Data supplied:
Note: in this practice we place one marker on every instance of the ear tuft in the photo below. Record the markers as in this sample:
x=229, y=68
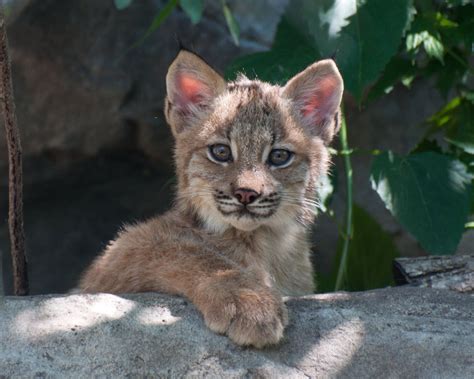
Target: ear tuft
x=191, y=85
x=316, y=94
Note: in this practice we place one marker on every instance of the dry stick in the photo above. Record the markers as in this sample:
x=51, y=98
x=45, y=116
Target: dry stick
x=15, y=185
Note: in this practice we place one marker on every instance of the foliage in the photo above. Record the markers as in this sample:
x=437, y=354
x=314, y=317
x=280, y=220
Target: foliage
x=428, y=193
x=193, y=8
x=370, y=257
x=378, y=45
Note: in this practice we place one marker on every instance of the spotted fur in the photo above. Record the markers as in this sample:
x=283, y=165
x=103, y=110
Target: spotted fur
x=234, y=261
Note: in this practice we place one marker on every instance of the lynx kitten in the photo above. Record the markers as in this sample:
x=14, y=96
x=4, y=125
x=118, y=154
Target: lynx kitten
x=249, y=156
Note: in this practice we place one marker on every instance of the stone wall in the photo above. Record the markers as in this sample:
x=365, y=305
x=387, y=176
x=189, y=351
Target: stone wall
x=97, y=150
x=389, y=333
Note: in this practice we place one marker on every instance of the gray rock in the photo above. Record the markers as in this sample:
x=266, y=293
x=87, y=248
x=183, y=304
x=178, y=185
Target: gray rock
x=391, y=333
x=79, y=86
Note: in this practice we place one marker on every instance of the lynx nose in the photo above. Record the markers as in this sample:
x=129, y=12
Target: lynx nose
x=245, y=195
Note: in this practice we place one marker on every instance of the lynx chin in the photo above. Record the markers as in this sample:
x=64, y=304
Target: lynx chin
x=249, y=157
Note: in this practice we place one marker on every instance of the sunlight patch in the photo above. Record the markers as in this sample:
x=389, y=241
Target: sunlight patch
x=62, y=314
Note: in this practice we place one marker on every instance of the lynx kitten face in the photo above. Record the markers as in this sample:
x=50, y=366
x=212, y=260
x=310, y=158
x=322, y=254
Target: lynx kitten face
x=249, y=153
x=249, y=156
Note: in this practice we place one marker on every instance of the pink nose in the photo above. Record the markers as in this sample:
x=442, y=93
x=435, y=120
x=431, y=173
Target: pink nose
x=245, y=195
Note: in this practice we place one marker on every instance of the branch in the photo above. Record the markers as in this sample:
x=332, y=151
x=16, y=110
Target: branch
x=15, y=185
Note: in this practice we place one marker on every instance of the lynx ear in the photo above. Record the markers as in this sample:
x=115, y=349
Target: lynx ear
x=191, y=85
x=316, y=94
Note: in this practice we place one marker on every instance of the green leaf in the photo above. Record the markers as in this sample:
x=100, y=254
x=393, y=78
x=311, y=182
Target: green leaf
x=193, y=9
x=457, y=119
x=368, y=42
x=432, y=45
x=282, y=62
x=370, y=257
x=428, y=193
x=397, y=70
x=122, y=4
x=232, y=23
x=158, y=20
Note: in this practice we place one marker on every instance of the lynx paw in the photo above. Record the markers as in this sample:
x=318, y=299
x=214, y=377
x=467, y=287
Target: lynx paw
x=249, y=316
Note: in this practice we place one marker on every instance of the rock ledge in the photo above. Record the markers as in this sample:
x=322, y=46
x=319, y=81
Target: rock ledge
x=395, y=332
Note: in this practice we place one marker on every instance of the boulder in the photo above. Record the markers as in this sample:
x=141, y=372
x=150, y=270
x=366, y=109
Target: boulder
x=394, y=332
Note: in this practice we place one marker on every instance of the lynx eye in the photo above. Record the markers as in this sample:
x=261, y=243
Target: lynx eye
x=280, y=157
x=220, y=153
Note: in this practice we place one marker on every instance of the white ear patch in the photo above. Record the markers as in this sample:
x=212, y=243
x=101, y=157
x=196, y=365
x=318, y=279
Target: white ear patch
x=191, y=85
x=316, y=94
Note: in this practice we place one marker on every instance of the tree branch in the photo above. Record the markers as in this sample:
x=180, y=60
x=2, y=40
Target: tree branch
x=15, y=185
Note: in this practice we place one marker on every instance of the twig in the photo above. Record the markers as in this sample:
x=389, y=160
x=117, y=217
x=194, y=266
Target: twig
x=15, y=185
x=348, y=225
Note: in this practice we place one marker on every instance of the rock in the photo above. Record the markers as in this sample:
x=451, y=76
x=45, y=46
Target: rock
x=394, y=332
x=81, y=89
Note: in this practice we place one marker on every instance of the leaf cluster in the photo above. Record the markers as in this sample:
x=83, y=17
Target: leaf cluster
x=378, y=45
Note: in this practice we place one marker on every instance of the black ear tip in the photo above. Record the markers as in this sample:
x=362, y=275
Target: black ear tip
x=179, y=42
x=334, y=55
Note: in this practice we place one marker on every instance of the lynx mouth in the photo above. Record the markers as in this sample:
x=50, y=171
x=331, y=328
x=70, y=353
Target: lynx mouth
x=244, y=211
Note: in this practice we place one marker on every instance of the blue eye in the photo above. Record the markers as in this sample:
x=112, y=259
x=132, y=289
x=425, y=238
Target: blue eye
x=220, y=153
x=279, y=157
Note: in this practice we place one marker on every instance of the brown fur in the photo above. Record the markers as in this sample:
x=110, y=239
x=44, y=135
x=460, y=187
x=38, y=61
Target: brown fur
x=233, y=266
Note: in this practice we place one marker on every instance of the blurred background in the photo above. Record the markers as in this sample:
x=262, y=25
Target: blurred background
x=89, y=92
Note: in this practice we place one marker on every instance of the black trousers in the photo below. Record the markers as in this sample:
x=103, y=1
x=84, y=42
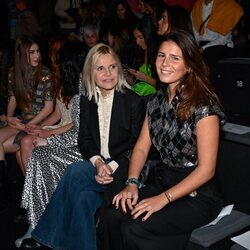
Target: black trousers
x=167, y=229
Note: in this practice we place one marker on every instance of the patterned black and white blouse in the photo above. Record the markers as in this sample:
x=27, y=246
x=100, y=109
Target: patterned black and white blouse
x=176, y=140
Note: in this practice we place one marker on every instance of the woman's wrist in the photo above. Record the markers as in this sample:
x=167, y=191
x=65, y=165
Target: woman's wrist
x=168, y=196
x=136, y=181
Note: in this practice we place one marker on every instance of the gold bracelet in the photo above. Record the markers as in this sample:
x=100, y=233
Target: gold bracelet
x=169, y=197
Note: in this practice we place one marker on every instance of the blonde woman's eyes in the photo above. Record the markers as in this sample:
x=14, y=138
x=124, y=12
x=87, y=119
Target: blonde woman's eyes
x=100, y=68
x=113, y=66
x=175, y=58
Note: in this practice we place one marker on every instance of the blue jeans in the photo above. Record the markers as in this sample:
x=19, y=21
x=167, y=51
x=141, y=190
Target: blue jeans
x=68, y=222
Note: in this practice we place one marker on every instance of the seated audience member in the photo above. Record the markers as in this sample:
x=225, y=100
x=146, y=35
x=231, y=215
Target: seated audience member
x=31, y=93
x=118, y=39
x=187, y=4
x=67, y=12
x=173, y=18
x=182, y=122
x=120, y=12
x=26, y=144
x=213, y=22
x=90, y=34
x=140, y=72
x=51, y=155
x=110, y=122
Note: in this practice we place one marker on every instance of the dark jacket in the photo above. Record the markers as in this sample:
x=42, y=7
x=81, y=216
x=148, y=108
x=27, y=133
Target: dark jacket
x=127, y=116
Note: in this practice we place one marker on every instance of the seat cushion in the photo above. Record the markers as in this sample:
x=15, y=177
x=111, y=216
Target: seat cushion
x=237, y=247
x=207, y=236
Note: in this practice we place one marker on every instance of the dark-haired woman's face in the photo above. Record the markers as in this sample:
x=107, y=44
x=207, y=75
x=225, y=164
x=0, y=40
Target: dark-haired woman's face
x=170, y=64
x=121, y=11
x=139, y=39
x=163, y=24
x=34, y=55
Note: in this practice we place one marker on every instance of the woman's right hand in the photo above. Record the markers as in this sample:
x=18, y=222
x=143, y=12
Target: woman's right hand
x=40, y=142
x=127, y=197
x=15, y=123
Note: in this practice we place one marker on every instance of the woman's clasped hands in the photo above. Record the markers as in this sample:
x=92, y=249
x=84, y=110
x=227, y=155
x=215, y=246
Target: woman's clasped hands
x=128, y=197
x=104, y=172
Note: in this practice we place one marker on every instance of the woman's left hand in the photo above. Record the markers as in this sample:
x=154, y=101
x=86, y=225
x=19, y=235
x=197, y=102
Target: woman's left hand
x=40, y=142
x=104, y=174
x=149, y=206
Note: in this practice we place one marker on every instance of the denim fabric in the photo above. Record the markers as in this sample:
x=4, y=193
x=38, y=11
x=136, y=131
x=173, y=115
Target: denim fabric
x=69, y=219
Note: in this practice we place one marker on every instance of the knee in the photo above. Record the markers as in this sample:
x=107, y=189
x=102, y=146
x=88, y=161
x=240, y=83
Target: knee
x=26, y=142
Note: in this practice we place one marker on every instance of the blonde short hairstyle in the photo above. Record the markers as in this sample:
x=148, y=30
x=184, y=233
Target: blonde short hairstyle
x=89, y=66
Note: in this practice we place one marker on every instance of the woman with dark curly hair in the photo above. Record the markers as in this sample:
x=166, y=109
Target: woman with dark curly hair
x=51, y=155
x=30, y=90
x=182, y=122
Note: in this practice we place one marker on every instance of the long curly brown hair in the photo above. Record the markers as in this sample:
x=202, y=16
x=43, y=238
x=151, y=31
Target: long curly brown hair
x=55, y=44
x=195, y=88
x=26, y=76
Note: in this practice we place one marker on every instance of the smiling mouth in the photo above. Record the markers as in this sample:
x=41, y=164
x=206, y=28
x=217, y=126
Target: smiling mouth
x=166, y=72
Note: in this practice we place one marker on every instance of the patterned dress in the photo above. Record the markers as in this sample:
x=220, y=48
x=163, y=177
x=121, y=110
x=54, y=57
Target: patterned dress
x=43, y=93
x=46, y=166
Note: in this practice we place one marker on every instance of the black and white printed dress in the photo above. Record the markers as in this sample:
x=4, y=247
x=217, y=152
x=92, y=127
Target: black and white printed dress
x=46, y=166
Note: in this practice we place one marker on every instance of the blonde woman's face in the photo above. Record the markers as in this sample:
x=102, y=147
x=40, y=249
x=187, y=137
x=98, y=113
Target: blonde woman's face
x=163, y=24
x=34, y=55
x=106, y=73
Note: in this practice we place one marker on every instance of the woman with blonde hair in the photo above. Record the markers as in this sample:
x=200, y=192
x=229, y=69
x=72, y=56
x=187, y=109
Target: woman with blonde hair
x=110, y=121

Exercise instructions:
Each line from the one containing "of the long" to the final line of the entries above must be returned exactly, and no other line may appear.

Result for this task:
Note: in this practice we place one marker on every instance of the long curly brown hair in the photo above. Record the markers as in this sample:
x=202, y=16
x=43, y=238
x=151, y=31
Target: long curly brown hair
x=55, y=44
x=195, y=88
x=26, y=76
Note: in this practice we place one marker on every instance of the smiling mouth in the photo above. Record the markers as in this sample:
x=41, y=164
x=206, y=28
x=217, y=126
Target: smiling mouth
x=166, y=72
Note: in this practice we place one marker on every instance of the patterned dress in the photo above. Record the markers as in this sample:
x=220, y=48
x=163, y=177
x=121, y=110
x=54, y=57
Target: patterned dress
x=43, y=93
x=46, y=166
Note: in this practice we place one marker on every instance of the black and white printed dress in the photo above. Record the markers as in this sample:
x=4, y=247
x=217, y=152
x=92, y=127
Target: black and white printed dress
x=46, y=166
Note: in this practice we place one marker on every instance of the blonde woman's face in the photo above. Record the markers as in this sample:
x=102, y=147
x=40, y=249
x=187, y=137
x=98, y=113
Target: blonde woman's face
x=163, y=24
x=34, y=55
x=106, y=73
Note: in this practice we place one marker on every instance of the woman with blonde hair in the photo above. Record the markers as in this sample:
x=200, y=192
x=229, y=69
x=72, y=56
x=187, y=109
Target: woman with blonde hair
x=110, y=121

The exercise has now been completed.